Aim of the task:
Scan the records below. List lines holding "query".

─── Records shown ───

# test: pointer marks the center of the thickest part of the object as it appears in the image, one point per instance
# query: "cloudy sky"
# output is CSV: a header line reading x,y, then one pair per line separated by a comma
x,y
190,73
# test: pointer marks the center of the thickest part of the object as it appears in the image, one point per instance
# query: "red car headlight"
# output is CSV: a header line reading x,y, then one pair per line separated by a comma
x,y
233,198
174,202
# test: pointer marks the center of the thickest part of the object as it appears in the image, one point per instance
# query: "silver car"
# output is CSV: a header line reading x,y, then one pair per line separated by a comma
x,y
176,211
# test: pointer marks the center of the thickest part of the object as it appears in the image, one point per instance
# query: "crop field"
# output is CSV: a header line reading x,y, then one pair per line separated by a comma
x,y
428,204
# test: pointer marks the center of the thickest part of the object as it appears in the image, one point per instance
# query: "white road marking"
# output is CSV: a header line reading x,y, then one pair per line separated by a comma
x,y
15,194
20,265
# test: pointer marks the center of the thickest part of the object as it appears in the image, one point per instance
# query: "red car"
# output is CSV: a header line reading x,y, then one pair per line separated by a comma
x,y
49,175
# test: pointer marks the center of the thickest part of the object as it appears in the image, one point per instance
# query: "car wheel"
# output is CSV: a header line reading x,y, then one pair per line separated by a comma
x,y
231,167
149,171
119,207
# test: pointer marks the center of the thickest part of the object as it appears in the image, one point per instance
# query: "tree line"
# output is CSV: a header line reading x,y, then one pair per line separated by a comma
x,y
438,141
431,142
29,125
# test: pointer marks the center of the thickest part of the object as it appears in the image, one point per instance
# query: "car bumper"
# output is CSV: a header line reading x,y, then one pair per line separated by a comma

───

Answer to this problem:
# query: "cloudy sky"
# query: "red car headlight"
# query: "silver car"
# query: "crop field"
# query: "white road marking"
# query: "red car"
# query: "car wheel"
# query: "tree line"
# query: "car bumper"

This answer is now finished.